------ TEXT SEGMENT
How to spur action on climate change

Behaviorists weigh in on how to motivate change. A green-themed soap opera, perhaps?

By Moises Velasquez-Manoff  |  Staff writer of The Christian Science Monitor/ November 7, 2008 edition

Staff writer Moises Velasquez-Manoff discusses how changing people's attitudes about global warming could help slow or even stop climate change.

Staff writer Moises Velasquez-Manoff


New York

Not-so-great news about the planet arrived apace in October. The US government released its Arctic Report Card for 2008. The compilation of observations by 46 scientists from 10 nations concluded that arctic temperatures were 9 degrees F. higher this fall than normal. (Last year was the warmest ever recorded in the Arctic.) Shrubs are colonizing what was once permafrost. Snow geese are expanding their range northward. Receding sea ice – this year’s loss was second only to last year’s record melt – may be hurting animals like walruses and polar bears that rely on it.

Many see the news as evidence of an ongoing environmental disaster. But while “green” has become an all-too-common prefix, meaningful action is scarce. Has the environmental movement failed to win hearts and minds?

Now behavioral scientists are joining environmentalists to address the problem of climate change and human attitudes toward it. Maybe it’s time, they say, to refocus the global-warming debate on solutions rather than causes, to design more “opt out” conservation programs, and maybe to promote a soap opera or two with a green theme.
------------
------ DATA SECTION
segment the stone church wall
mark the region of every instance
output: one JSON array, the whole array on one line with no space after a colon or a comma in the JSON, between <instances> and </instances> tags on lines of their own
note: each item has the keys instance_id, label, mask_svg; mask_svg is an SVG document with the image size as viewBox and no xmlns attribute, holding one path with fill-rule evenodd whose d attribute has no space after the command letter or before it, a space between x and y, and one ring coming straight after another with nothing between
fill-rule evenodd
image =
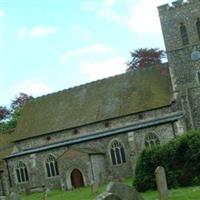
<instances>
[{"instance_id":1,"label":"stone church wall","mask_svg":"<svg viewBox=\"0 0 200 200\"><path fill-rule=\"evenodd\" d=\"M93 182L94 176L97 175L92 174L92 167L96 166L92 166L91 163L91 156L95 155L95 150L97 149L101 151L100 155L103 155L105 158L105 168L102 169L102 172L104 172L104 176L107 177L107 179L132 176L133 164L139 152L144 148L145 135L152 132L158 136L160 143L165 143L174 137L172 124L169 123L137 130L133 133L122 133L115 136L104 137L99 140L13 158L8 160L12 185L21 191L24 190L24 188L34 189L42 185L46 185L48 188L71 189L70 175L74 168L82 172L84 184L90 185ZM131 134L133 134L133 139L131 139ZM126 154L126 163L119 165L112 164L110 145L113 140L118 140L123 144ZM93 149L94 152L88 153L85 151L88 149ZM47 177L45 168L45 160L49 154L55 156L59 168L59 176L52 178ZM100 161L103 157L101 157ZM27 183L17 183L16 165L18 161L23 161L27 166L30 177L30 181ZM96 161L99 162L98 160ZM99 171L101 170L99 169Z\"/></svg>"},{"instance_id":2,"label":"stone church wall","mask_svg":"<svg viewBox=\"0 0 200 200\"><path fill-rule=\"evenodd\" d=\"M78 138L80 136L90 135L100 131L107 131L113 128L123 127L132 123L139 122L141 120L163 116L163 113L167 114L170 112L171 112L171 107L166 106L160 109L132 114L128 116L122 116L120 118L105 120L102 122L78 127L75 128L77 132L75 132L75 129L59 131L57 133L47 134L23 141L18 141L16 142L16 149L17 151L22 151L28 148L34 148L37 146L48 145L63 140Z\"/></svg>"}]
</instances>

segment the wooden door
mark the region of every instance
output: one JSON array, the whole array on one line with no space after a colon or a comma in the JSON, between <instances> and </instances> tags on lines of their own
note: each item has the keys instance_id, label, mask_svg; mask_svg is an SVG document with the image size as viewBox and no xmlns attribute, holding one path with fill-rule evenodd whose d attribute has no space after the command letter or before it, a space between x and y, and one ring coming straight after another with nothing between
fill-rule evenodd
<instances>
[{"instance_id":1,"label":"wooden door","mask_svg":"<svg viewBox=\"0 0 200 200\"><path fill-rule=\"evenodd\" d=\"M74 169L71 173L71 182L74 188L83 187L83 175L78 169Z\"/></svg>"}]
</instances>

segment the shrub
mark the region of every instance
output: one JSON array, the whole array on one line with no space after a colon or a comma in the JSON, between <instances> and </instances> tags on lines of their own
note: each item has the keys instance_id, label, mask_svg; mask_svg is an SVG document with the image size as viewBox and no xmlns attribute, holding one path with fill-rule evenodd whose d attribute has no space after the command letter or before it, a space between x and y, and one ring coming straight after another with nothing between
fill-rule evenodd
<instances>
[{"instance_id":1,"label":"shrub","mask_svg":"<svg viewBox=\"0 0 200 200\"><path fill-rule=\"evenodd\" d=\"M165 168L169 188L200 184L200 131L189 131L165 145L144 149L135 170L134 185L139 191L156 188L157 166Z\"/></svg>"}]
</instances>

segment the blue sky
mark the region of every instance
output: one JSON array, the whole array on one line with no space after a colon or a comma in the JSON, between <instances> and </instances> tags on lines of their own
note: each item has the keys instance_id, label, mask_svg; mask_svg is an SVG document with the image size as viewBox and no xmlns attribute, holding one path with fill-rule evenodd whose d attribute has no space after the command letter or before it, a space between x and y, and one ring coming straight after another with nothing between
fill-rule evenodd
<instances>
[{"instance_id":1,"label":"blue sky","mask_svg":"<svg viewBox=\"0 0 200 200\"><path fill-rule=\"evenodd\" d=\"M170 0L0 0L0 105L123 73L129 52L163 49Z\"/></svg>"}]
</instances>

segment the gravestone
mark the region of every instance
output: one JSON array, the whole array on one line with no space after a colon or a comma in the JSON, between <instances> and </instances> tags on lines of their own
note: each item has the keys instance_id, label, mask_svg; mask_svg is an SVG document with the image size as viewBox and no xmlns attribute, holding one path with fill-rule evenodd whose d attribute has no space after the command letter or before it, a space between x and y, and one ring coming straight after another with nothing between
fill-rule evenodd
<instances>
[{"instance_id":1,"label":"gravestone","mask_svg":"<svg viewBox=\"0 0 200 200\"><path fill-rule=\"evenodd\" d=\"M20 196L17 192L11 192L8 196L9 200L20 200Z\"/></svg>"},{"instance_id":2,"label":"gravestone","mask_svg":"<svg viewBox=\"0 0 200 200\"><path fill-rule=\"evenodd\" d=\"M91 185L92 193L97 193L99 188L99 183L97 181L93 182Z\"/></svg>"},{"instance_id":3,"label":"gravestone","mask_svg":"<svg viewBox=\"0 0 200 200\"><path fill-rule=\"evenodd\" d=\"M106 188L106 192L102 195L104 194L113 194L120 200L143 200L142 196L134 187L125 185L123 183L109 183ZM100 200L98 198L99 196L96 198L96 200Z\"/></svg>"},{"instance_id":4,"label":"gravestone","mask_svg":"<svg viewBox=\"0 0 200 200\"><path fill-rule=\"evenodd\" d=\"M117 195L109 193L109 192L104 192L100 194L96 200L122 200L120 199Z\"/></svg>"},{"instance_id":5,"label":"gravestone","mask_svg":"<svg viewBox=\"0 0 200 200\"><path fill-rule=\"evenodd\" d=\"M159 199L165 200L168 197L167 179L164 167L157 167L155 170L156 185L158 188Z\"/></svg>"}]
</instances>

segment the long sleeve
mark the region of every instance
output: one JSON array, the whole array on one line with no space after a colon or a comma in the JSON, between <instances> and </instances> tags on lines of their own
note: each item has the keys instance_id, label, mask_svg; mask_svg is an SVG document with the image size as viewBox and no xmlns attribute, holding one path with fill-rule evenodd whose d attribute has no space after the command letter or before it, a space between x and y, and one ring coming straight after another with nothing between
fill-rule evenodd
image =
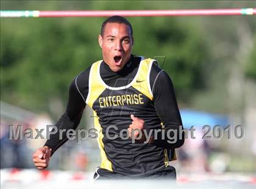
------------
*DIRECTIVES*
1. Answer these questions about the climate change article:
(a) How many scientists contributed observations to the Arctic Report Card for 2008, and from how many nations?
(b) Which two animals may be hurt by receding sea ice?
(c) What kind of conservation programs do behavioral scientists suggest designing more of?
2. List every animal the climate change article names.
3. Continue the article on spurring action on climate change after its last paragraph.
The data has no connection to the article on spurring action on climate change.

*EXERCISE RESPONSES*
1.
(a) 46 scientists from 10 nations.
(b) Walruses and polar bears.
(c) "Opt out" conservation programs.

2. Snow geese, walruses, polar bears

3.
Later this month, the second annual Behavior, Energy, and Climate Change Conference will convene in Sac­ra­­mento, Calif.

“We have a pretty serious challenge ahead of us,” says Linda Schuck, conference chair and an adviser in the office of the president of the University of California in Oakland. “We need to use all the tools that we have available.”

Experts tend to point to several examples of the kind of effort needed to tackle the climate challenge: the mobilization of an entire society during World War II; the long and sustained effort represented by the cold war; the simultaneous bottom-up and top-down efforts of the civil rights movement; and the decades-long antismoking campaign. Some also point to the adoption and spread of recycling programs in recent decades.

The good news: Humanity can, and has, altered its behavior en masse before. The not-so-good news: The current climate challenge is unprecedented.

“Humanity has never experienced a situation in which the entire world is placed at risk because of human activities,” says Bob Doppelt, director of the Climate Leadership Initiative at the University of Oregon, Eugene, and author of “The Power of Sustainable Thinking.” “Humans are basically in charge of the climate, and we’re not doing a very good job.” Meeting the challenge calls for changing the way we think, he says. To do this, policymakers need to understand how people change their minds, and determine where people’s thought is along the continuum that leads to meaningful action.

Invested in the status quo, people begin their journey by not caring to change – or not wanting to, Mr. Doppelt says. As the necessity for change sinks in, they begin deliberating. During this second phase, helping people understand the cost-benefit ratio is critical, he says. If benefits don’t outweigh costs by 2 to 1, people generally don’t commit to change. (People aren’t convinced of this ratio now, he says.) In this phase, information goes a long way.

Once they’re done deliberating, people design a plan to change behavior and then implement it. Here’s where relapse becomes worrisome. Whereas incentives didn’t make much difference at earlier stages, they can now greatly reinforce the new behavior.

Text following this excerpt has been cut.